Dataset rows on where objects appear
┄┄┄┄┄┄┄┄┄┄

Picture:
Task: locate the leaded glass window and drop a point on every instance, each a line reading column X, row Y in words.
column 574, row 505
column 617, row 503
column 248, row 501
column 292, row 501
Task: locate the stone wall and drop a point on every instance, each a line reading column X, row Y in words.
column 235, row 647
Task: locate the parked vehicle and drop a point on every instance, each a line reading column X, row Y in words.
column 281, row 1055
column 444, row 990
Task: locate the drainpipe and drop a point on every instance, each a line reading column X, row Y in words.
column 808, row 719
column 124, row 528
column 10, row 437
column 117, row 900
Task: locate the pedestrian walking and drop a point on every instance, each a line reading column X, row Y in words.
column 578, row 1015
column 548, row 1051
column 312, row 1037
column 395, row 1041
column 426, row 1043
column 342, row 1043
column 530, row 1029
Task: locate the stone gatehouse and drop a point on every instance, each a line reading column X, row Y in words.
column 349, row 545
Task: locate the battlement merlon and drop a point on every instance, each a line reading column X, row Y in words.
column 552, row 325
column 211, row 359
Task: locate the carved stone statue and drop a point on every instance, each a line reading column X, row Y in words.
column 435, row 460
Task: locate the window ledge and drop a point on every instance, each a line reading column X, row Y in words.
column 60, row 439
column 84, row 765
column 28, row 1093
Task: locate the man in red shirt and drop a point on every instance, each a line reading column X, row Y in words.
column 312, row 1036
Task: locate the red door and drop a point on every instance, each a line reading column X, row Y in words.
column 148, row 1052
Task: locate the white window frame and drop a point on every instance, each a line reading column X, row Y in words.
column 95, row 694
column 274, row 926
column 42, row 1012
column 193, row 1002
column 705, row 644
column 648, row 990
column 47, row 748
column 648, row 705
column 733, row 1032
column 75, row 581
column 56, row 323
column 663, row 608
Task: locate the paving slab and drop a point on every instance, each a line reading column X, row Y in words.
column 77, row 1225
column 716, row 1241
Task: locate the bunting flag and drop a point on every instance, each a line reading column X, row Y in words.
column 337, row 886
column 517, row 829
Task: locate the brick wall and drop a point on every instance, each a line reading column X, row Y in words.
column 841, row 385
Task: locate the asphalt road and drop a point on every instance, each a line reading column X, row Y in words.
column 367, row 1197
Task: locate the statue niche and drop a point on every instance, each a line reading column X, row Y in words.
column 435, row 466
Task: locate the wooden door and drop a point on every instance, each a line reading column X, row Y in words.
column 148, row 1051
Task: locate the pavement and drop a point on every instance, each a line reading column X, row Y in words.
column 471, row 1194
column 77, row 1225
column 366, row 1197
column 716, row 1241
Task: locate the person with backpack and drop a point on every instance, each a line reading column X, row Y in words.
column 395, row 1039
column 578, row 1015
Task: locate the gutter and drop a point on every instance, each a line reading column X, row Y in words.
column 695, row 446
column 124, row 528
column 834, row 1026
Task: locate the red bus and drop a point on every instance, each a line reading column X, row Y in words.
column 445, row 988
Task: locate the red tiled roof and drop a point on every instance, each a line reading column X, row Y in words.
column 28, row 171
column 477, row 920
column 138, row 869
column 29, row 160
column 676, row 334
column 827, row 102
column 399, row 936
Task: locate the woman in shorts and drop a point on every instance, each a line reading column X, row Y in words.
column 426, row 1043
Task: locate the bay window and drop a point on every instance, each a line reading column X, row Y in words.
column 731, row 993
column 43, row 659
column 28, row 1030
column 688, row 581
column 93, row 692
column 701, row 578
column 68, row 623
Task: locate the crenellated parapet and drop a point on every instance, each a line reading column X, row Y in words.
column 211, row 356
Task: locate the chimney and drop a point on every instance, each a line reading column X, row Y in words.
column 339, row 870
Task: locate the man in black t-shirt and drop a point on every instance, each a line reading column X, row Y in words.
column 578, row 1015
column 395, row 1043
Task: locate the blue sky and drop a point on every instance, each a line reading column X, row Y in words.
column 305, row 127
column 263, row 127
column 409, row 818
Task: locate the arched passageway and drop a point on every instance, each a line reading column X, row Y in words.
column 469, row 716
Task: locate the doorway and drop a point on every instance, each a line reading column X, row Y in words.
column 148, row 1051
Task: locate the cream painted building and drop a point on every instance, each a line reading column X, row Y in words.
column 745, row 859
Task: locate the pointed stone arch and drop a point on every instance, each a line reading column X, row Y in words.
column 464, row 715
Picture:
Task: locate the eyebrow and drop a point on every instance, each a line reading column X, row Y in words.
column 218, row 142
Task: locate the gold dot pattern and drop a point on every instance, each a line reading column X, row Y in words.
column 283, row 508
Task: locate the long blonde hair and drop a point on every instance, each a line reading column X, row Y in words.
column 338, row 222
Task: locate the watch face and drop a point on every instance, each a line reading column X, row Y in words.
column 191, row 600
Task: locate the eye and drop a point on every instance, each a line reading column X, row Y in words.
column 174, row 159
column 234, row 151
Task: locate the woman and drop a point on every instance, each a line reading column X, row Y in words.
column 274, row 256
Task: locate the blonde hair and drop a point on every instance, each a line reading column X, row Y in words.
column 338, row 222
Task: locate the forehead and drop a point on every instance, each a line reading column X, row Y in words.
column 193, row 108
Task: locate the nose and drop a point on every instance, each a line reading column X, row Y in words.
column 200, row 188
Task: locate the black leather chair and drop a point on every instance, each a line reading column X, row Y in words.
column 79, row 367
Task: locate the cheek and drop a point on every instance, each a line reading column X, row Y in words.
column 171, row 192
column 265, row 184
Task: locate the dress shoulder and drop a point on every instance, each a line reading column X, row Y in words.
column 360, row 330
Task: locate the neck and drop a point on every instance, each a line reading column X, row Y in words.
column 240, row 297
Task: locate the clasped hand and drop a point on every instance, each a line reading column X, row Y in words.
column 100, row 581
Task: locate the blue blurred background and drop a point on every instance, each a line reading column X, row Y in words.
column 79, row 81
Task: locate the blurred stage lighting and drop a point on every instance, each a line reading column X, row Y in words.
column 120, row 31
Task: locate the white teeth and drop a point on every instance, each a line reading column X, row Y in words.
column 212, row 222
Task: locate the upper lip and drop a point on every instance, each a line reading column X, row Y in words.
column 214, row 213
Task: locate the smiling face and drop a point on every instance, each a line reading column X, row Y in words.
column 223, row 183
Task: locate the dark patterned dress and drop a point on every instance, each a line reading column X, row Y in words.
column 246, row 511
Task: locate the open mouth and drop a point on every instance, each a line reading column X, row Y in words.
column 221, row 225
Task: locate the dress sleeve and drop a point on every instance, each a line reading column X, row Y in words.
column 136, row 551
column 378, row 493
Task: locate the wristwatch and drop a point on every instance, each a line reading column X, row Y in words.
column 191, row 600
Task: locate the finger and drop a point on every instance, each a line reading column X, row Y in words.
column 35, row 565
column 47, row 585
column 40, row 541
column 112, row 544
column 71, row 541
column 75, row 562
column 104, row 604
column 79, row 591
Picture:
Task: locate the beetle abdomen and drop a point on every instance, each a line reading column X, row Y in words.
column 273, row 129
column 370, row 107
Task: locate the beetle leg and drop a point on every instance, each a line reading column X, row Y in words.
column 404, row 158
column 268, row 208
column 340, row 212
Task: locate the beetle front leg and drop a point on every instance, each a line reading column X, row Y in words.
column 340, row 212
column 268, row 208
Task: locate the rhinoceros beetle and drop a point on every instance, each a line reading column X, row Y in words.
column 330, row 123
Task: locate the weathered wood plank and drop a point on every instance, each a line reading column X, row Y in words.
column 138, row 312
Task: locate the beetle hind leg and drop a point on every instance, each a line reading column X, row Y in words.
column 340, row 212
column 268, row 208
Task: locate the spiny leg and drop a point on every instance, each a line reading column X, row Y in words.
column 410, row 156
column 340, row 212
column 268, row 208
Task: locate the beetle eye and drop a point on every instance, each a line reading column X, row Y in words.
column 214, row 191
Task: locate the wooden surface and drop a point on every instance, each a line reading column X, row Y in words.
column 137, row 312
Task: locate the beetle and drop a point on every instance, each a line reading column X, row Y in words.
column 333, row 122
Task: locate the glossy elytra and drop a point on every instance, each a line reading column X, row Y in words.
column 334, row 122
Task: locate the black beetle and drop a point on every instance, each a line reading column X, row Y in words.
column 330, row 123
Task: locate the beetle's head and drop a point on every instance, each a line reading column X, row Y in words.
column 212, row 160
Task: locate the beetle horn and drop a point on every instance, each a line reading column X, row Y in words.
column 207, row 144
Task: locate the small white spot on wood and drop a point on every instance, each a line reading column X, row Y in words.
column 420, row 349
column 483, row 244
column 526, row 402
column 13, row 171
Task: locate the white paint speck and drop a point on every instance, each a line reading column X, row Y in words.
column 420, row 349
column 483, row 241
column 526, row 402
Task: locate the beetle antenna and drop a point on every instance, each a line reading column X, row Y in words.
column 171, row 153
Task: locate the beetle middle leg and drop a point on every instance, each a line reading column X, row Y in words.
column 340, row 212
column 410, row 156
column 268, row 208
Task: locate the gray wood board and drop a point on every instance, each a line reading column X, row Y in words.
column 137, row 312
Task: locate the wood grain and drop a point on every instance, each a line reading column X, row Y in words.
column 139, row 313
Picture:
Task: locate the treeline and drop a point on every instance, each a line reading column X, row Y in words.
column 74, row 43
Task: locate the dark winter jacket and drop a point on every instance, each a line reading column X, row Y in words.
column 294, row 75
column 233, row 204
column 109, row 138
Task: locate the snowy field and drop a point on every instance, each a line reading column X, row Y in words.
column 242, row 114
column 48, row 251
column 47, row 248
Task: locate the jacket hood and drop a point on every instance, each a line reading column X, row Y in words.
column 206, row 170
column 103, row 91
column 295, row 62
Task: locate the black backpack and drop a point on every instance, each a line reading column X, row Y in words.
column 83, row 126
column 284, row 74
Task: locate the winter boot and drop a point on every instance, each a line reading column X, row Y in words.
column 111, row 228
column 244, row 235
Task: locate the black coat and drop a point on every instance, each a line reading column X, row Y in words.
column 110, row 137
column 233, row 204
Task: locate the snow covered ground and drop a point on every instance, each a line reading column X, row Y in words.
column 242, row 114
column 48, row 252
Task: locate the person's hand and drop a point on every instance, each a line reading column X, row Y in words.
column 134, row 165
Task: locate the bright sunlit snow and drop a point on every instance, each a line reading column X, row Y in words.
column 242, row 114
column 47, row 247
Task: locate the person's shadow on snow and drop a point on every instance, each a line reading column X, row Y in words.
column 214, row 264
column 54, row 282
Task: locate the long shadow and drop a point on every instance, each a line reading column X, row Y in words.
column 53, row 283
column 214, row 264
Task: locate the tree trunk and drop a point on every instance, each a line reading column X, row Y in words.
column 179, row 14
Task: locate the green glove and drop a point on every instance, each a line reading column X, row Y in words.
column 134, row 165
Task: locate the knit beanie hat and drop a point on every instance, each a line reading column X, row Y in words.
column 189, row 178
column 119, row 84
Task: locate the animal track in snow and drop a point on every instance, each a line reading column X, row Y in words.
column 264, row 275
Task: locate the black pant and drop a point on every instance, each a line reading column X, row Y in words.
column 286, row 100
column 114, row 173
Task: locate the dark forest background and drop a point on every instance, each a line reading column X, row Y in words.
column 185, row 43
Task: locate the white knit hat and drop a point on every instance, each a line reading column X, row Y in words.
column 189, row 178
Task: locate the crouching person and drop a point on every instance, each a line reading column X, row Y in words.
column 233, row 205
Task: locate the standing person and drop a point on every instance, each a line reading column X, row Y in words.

┄┄┄┄┄┄┄┄┄┄

Give back exactly the lines from the line containing "Task: locate the black pant" to the end of the entries, and no other lines.

§ **Solved problem**
Task: locate the black pant and drop a point on every instance, each a line reading column X, row Y in words.
column 286, row 100
column 114, row 173
Task: locate the dark forest background and drop a point on every instance, each a line reading column X, row Y in words.
column 185, row 43
Task: locate the white knit hat and drop a point on every instance, each a line reading column X, row Y in words.
column 189, row 178
Task: locate the crouching person and drop a point on every instance, each a line reading column X, row Y in words.
column 233, row 205
Task: locate the standing person and drop a point on every instance, each a line reading column X, row Y in words.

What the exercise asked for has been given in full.